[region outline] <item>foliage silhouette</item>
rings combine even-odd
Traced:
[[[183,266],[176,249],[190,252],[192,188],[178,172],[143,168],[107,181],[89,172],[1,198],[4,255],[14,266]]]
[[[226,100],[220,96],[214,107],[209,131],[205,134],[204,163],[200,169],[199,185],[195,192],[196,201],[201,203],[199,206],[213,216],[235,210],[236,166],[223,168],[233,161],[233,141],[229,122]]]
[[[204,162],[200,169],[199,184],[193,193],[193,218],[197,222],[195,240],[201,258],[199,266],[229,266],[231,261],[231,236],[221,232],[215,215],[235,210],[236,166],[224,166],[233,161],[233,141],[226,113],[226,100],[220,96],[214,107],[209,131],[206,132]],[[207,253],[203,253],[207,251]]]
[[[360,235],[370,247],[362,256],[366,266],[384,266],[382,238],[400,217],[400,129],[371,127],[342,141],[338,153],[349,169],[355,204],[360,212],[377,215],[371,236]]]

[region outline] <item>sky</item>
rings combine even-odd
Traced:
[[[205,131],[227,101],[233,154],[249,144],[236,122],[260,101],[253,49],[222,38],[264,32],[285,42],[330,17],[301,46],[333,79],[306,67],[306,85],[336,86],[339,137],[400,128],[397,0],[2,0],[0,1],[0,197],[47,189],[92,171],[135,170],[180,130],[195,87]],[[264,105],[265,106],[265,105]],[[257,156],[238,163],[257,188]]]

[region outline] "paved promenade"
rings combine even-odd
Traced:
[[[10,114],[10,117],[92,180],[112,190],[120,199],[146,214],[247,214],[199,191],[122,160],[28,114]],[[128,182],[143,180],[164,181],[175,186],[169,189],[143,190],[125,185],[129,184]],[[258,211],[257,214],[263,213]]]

- **Assigned task**
Transcribe all of the data above, character for character.

- **Answer for this exercise**
[region outline] <item>foliage silhouette</item>
rings combine even-odd
Traced:
[[[183,266],[176,249],[190,252],[192,188],[178,172],[143,168],[107,181],[89,172],[1,198],[4,255],[14,266]]]
[[[226,100],[220,96],[214,107],[209,131],[205,134],[204,163],[200,169],[199,185],[195,192],[196,201],[201,203],[199,206],[213,216],[235,210],[236,166],[223,168],[233,161],[233,141],[229,122]]]
[[[204,162],[200,169],[199,184],[193,193],[193,218],[197,222],[195,240],[201,258],[199,266],[229,266],[231,261],[231,236],[221,232],[215,215],[235,210],[236,166],[224,166],[233,161],[233,141],[226,113],[226,100],[220,96],[214,107],[209,131],[206,132]],[[207,253],[203,253],[207,251]]]
[[[360,235],[370,247],[362,256],[366,266],[384,266],[382,238],[400,217],[400,129],[371,127],[342,141],[338,153],[349,169],[355,204],[360,212],[377,215],[371,236]]]

[region outline] <item>sky</item>
rings combine even-odd
Traced:
[[[205,131],[227,101],[233,154],[249,144],[236,122],[260,101],[253,49],[222,38],[264,32],[285,42],[330,17],[301,46],[333,79],[306,67],[306,85],[336,86],[339,137],[400,128],[397,0],[2,0],[0,1],[0,197],[47,189],[92,171],[135,170],[180,130],[195,87]],[[264,105],[265,106],[265,105]],[[257,156],[238,163],[257,188]]]

[region outline] "paved promenade"
rings combine even-odd
Traced:
[[[10,114],[10,117],[92,180],[112,190],[120,199],[146,214],[247,214],[199,191],[122,160],[28,114]],[[128,182],[143,180],[164,181],[175,186],[169,189],[143,190],[125,185],[129,184]],[[258,211],[257,214],[263,213]]]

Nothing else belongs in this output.